# [Task description]
Collect every line of the items below that contains the word "metal", treating uppercase and lowercase as different.

— START Material —

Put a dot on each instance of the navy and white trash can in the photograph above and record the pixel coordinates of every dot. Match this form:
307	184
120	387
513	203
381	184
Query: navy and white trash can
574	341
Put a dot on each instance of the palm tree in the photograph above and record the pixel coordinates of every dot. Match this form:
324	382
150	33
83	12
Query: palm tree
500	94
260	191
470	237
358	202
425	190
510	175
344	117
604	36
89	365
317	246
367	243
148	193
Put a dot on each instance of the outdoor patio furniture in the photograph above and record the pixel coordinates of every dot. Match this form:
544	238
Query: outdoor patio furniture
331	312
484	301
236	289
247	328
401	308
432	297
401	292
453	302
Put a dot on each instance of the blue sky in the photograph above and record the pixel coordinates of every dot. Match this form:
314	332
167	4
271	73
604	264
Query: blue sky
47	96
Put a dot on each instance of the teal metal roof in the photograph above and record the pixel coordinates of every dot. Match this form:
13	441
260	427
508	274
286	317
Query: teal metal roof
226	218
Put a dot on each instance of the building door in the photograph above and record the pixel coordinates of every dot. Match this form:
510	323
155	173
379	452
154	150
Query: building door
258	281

— END Material —
— START Material —

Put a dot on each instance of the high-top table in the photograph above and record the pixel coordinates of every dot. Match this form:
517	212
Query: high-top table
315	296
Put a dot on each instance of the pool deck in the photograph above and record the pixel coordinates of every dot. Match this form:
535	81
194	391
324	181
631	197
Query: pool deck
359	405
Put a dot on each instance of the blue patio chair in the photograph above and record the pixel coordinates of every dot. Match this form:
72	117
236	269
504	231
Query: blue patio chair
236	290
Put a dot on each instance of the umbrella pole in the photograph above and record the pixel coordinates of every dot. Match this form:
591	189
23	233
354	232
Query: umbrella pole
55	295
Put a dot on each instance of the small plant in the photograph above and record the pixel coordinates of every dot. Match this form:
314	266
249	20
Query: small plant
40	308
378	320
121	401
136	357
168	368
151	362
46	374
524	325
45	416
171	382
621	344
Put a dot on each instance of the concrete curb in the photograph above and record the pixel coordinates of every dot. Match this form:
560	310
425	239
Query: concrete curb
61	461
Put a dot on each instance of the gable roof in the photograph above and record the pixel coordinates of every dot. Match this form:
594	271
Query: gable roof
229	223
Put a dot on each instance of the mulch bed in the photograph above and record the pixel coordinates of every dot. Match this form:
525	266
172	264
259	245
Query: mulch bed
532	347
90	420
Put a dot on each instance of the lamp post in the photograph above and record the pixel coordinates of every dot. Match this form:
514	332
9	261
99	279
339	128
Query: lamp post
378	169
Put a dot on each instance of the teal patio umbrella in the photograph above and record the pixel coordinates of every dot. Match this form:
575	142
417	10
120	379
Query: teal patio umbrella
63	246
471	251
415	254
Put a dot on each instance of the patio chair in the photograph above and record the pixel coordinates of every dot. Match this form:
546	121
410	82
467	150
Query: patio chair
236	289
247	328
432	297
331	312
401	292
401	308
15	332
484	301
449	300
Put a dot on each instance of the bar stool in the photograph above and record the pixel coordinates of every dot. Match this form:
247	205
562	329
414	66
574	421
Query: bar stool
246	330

— END Material —

# [Finished answer]
Put a dot on each instance of the teal metal roof in the photograph above and record the pixel coordinates of every dot. Match this form:
Query: teal metal roof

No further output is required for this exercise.